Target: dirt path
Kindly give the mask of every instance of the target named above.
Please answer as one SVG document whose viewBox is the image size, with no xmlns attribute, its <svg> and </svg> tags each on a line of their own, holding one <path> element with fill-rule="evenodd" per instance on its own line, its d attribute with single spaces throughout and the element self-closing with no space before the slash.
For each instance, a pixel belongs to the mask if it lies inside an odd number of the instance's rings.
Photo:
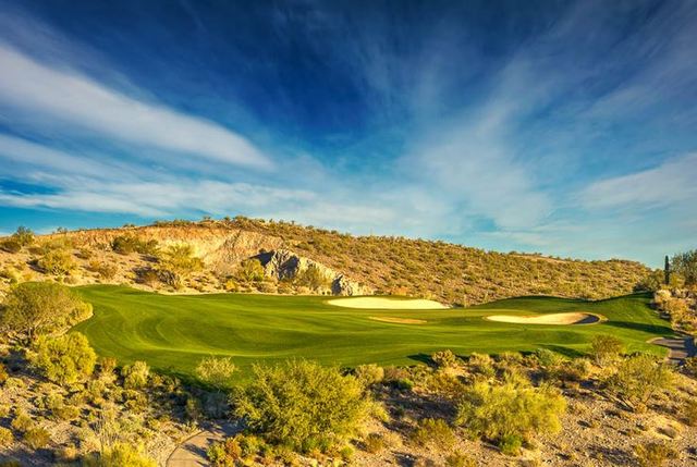
<svg viewBox="0 0 697 467">
<path fill-rule="evenodd" d="M 167 459 L 167 467 L 208 466 L 206 451 L 216 441 L 221 441 L 240 431 L 235 423 L 210 423 L 203 430 L 181 443 Z"/>
<path fill-rule="evenodd" d="M 651 344 L 669 348 L 671 353 L 668 356 L 668 361 L 673 365 L 681 365 L 685 358 L 697 355 L 695 339 L 692 336 L 658 337 L 652 340 Z"/>
</svg>

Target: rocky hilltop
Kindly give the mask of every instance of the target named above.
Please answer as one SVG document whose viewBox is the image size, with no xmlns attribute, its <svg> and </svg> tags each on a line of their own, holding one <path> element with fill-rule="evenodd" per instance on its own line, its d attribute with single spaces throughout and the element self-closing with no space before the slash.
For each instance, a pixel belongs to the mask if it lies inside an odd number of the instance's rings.
<svg viewBox="0 0 697 467">
<path fill-rule="evenodd" d="M 115 244 L 124 238 L 137 245 L 120 249 Z M 162 255 L 182 246 L 198 267 L 189 265 L 182 278 L 172 270 L 162 273 Z M 70 257 L 69 270 L 41 267 L 56 249 Z M 74 284 L 126 283 L 172 293 L 377 293 L 463 305 L 522 295 L 603 298 L 631 293 L 648 273 L 635 261 L 503 254 L 242 217 L 61 232 L 38 236 L 19 251 L 0 250 L 4 287 L 53 275 Z"/>
</svg>

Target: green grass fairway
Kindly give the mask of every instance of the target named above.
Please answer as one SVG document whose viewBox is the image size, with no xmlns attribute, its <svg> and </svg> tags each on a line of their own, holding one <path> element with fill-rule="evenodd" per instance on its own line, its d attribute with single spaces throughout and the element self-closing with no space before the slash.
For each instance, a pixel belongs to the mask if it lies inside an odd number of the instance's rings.
<svg viewBox="0 0 697 467">
<path fill-rule="evenodd" d="M 120 364 L 146 360 L 159 370 L 188 376 L 206 356 L 230 356 L 248 374 L 255 361 L 292 357 L 355 366 L 411 365 L 436 351 L 535 351 L 545 347 L 575 356 L 595 334 L 624 340 L 629 351 L 665 351 L 646 341 L 672 334 L 649 307 L 647 295 L 601 302 L 551 297 L 500 300 L 445 310 L 368 310 L 335 307 L 326 297 L 273 295 L 158 295 L 123 286 L 77 288 L 95 315 L 75 331 L 87 335 L 97 353 Z M 490 315 L 588 311 L 607 322 L 592 325 L 510 324 Z M 424 320 L 400 324 L 369 317 Z"/>
</svg>

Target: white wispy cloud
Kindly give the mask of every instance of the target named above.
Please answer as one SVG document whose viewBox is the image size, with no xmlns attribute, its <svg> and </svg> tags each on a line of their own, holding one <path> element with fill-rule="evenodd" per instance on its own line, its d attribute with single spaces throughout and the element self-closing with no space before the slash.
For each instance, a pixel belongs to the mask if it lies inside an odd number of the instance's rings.
<svg viewBox="0 0 697 467">
<path fill-rule="evenodd" d="M 218 123 L 131 98 L 70 70 L 49 67 L 0 42 L 0 102 L 32 115 L 132 144 L 249 168 L 272 161 Z"/>
<path fill-rule="evenodd" d="M 650 209 L 689 204 L 697 213 L 697 153 L 652 169 L 591 183 L 580 194 L 586 209 Z"/>
</svg>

━━━━

Task details
Can you edit the records above so that every "Kindly give" reads "Please provide", keep everything else unchanged, and leave the pictures out?

Output for this exercise
Target: dirt path
Please provide the mask of every instance of the target named above.
Please answer as one SVG document whose viewBox is the image size, with no xmlns attribute, its <svg> and </svg> tags each on a line of their own, holding one <path> element with fill-rule="evenodd" per instance on its own line, its d attribute with single spaces throughout and the element self-closing with no space before the slash.
For each instance, a pixel belongs to the mask if it lies inside an odd number of the instance's rings.
Photo:
<svg viewBox="0 0 697 467">
<path fill-rule="evenodd" d="M 167 459 L 167 467 L 208 466 L 206 451 L 216 441 L 221 441 L 240 431 L 235 423 L 210 423 L 203 430 L 181 443 Z"/>
<path fill-rule="evenodd" d="M 651 344 L 669 348 L 671 353 L 668 356 L 668 361 L 673 365 L 681 365 L 685 358 L 697 355 L 695 339 L 692 336 L 658 337 L 652 340 Z"/>
</svg>

Target: rocky hilltop
Please provide the mask of every instance of the target named above.
Please answer as one SVG document whose viewBox is the image size, with no xmlns attribute, its <svg> and </svg> tags each on a line of their own, holding one <path> element with fill-rule="evenodd" per instance on its own line, its d attribute with single spaces throughout and the element self-closing with no space before the slash.
For each instance, a pixel belongs to the mask if it lies inside an odd number of the instance's rings.
<svg viewBox="0 0 697 467">
<path fill-rule="evenodd" d="M 115 244 L 124 238 L 137 245 L 120 249 Z M 162 255 L 182 246 L 198 267 L 189 265 L 182 278 L 172 270 L 162 273 Z M 70 257 L 69 270 L 41 267 L 56 249 Z M 74 284 L 126 283 L 172 293 L 377 293 L 463 305 L 522 295 L 603 298 L 631 293 L 648 273 L 635 261 L 503 254 L 242 217 L 61 232 L 38 236 L 19 251 L 0 250 L 4 287 L 53 275 Z"/>
</svg>

Target: green grass fairway
Please provide the mask of every instance of the target named above.
Please answer as one SVG document whose viewBox is the image size, with no xmlns attribute, its <svg> and </svg> tags each on a line of their own, holding one <path> element with fill-rule="evenodd" per instance on its own line, its d attribute with single spaces throughout and the element self-closing with no space before the slash.
For each instance, a pixel belongs to the mask if it lies inside an odd number of the instance's rings.
<svg viewBox="0 0 697 467">
<path fill-rule="evenodd" d="M 120 364 L 146 360 L 159 370 L 188 376 L 206 356 L 230 356 L 248 374 L 255 361 L 292 357 L 355 366 L 411 365 L 436 351 L 535 351 L 545 347 L 575 356 L 595 334 L 624 340 L 629 351 L 665 351 L 646 341 L 672 334 L 649 307 L 647 295 L 601 302 L 551 297 L 500 300 L 445 310 L 368 310 L 335 307 L 326 297 L 273 295 L 158 295 L 123 286 L 77 288 L 95 315 L 75 331 L 87 335 L 97 353 Z M 490 315 L 588 311 L 607 322 L 592 325 L 510 324 Z M 424 320 L 400 324 L 369 317 Z"/>
</svg>

Target: white wispy cloud
Please provide the mask of every instance of the target named above.
Please answer as one SVG document whose viewBox is the image size, with no xmlns attribute, its <svg> and </svg> tags each on a line of their own, holding one <path> element with fill-rule="evenodd" per instance on its own line, its d attribute with single spaces throughout and the element self-closing with no space before the slash.
For each instance, a pixel belongs to the mask if it lies inside an odd number of the instance's rings.
<svg viewBox="0 0 697 467">
<path fill-rule="evenodd" d="M 218 123 L 131 98 L 70 70 L 49 67 L 0 42 L 0 102 L 32 115 L 132 144 L 249 168 L 272 161 Z"/>
<path fill-rule="evenodd" d="M 650 209 L 689 204 L 697 213 L 697 153 L 652 169 L 591 183 L 580 194 L 586 209 Z"/>
</svg>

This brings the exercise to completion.